**Aim**: Could you rewrite the rows below as a JSON list of strings, one string per line with blank lines omitted, starting at the line containing "Isolate any visible bare knee." and ending at the last line of the rows?

┌──

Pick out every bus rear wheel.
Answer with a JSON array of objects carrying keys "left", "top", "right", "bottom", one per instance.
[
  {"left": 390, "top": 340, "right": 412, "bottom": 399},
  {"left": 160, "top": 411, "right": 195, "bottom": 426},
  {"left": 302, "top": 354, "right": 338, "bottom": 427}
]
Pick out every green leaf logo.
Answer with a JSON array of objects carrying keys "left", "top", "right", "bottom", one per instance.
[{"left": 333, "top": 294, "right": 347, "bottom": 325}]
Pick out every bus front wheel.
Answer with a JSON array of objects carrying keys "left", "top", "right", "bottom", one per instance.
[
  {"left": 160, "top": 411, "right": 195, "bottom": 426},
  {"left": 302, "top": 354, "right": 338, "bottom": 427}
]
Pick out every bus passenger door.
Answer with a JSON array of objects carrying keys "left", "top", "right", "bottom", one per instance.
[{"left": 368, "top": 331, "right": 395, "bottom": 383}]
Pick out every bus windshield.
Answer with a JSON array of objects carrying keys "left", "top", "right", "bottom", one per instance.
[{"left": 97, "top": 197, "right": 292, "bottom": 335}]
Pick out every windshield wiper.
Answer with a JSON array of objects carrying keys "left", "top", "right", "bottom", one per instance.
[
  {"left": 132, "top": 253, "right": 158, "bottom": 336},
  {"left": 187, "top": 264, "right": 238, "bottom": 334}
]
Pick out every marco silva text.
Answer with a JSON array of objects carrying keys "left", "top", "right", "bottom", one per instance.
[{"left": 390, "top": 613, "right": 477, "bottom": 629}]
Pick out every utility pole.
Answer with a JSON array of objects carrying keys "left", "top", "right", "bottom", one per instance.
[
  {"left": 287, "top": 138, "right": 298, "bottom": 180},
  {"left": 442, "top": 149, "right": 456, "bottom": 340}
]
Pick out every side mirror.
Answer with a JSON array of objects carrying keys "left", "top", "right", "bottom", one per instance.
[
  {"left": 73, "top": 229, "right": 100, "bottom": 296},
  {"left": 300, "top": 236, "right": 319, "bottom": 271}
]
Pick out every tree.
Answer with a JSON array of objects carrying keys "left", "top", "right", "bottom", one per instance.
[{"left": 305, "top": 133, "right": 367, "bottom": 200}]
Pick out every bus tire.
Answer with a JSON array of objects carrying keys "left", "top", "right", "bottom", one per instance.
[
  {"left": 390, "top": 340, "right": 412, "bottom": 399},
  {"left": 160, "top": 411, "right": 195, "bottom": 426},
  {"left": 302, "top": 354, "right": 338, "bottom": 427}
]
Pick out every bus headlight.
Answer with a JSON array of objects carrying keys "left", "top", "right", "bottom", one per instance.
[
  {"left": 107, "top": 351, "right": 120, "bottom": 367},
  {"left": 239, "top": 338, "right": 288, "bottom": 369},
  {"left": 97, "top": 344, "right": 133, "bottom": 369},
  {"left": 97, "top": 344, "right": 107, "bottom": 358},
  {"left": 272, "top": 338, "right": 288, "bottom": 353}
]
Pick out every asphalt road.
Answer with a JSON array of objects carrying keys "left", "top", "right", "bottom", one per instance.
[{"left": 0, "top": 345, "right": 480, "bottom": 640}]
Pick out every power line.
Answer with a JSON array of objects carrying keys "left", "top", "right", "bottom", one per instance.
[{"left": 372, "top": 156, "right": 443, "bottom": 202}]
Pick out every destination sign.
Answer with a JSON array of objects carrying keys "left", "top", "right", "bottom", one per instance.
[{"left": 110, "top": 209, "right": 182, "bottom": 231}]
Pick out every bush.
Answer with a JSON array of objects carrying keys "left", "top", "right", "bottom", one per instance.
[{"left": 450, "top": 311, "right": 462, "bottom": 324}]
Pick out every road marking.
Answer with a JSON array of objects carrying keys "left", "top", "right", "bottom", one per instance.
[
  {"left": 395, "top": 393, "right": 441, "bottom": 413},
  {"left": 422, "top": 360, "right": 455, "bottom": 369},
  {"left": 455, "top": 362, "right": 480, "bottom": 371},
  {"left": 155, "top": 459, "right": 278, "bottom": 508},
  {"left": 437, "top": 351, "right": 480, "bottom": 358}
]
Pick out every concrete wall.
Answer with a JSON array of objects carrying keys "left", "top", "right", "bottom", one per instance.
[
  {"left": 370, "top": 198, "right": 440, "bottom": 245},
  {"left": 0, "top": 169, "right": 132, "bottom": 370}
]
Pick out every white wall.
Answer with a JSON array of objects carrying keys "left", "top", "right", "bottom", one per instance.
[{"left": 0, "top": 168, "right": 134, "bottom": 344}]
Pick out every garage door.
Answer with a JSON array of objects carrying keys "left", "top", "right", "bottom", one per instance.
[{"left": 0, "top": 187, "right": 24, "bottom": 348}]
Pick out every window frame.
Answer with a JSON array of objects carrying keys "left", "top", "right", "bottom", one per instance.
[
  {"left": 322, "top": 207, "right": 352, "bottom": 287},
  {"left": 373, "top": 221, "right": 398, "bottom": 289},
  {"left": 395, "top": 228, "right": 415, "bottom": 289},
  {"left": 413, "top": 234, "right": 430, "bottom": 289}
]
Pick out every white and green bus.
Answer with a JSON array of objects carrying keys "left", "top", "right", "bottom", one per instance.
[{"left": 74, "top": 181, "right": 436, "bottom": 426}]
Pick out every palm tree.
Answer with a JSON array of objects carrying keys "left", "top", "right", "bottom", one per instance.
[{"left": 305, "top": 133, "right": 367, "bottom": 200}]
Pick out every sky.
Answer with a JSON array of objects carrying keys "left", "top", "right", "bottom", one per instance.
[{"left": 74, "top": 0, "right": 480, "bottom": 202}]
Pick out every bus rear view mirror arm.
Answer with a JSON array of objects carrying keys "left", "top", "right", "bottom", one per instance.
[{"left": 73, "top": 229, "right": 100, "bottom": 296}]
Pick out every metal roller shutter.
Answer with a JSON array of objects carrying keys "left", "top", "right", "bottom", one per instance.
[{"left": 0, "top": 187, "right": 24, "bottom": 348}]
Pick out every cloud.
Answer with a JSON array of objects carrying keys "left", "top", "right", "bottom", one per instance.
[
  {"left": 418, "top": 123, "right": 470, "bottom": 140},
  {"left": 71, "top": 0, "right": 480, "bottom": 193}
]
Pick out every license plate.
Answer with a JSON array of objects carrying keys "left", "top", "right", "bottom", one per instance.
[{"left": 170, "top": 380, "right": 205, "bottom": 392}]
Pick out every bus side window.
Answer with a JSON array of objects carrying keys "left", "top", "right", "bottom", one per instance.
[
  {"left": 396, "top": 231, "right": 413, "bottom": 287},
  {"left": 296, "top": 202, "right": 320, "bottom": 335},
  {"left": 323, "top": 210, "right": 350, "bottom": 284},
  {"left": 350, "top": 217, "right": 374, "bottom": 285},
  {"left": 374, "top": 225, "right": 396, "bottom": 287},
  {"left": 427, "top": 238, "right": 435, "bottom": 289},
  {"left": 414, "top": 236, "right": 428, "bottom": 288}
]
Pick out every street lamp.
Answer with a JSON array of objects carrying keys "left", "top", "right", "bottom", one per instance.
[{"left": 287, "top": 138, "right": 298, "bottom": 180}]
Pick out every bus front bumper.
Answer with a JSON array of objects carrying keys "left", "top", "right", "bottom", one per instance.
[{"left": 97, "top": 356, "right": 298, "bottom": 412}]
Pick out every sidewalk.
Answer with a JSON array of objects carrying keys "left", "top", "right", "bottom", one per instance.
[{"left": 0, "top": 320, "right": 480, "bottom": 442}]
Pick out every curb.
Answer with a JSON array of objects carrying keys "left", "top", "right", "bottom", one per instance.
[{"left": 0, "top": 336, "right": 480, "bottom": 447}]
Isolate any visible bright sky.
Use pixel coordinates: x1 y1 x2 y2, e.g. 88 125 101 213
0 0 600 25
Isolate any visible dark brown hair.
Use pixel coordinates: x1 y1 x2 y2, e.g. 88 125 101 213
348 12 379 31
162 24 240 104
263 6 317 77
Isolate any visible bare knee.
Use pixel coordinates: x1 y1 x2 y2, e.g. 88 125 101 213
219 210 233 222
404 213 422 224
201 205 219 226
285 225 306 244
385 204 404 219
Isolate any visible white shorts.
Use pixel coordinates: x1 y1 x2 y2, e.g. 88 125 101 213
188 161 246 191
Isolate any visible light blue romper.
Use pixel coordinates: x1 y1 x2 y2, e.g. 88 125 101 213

└──

**Correct output**:
[
  "Isolate any visible bare knee.",
  "Use pixel coordinates: x1 y1 x2 y2, e.g. 88 125 101 213",
  "219 210 233 222",
  "404 213 422 224",
  "201 205 219 226",
  "285 225 306 244",
  "385 204 404 219",
  "Isolate any visible white shorts.",
  "Use pixel coordinates: x1 y1 x2 y2, e.g. 88 125 101 213",
  "188 161 246 191",
  "Isolate any visible light blue romper.",
  "Use pixel coordinates: x1 y1 x2 y2, e.g. 88 125 101 213"
]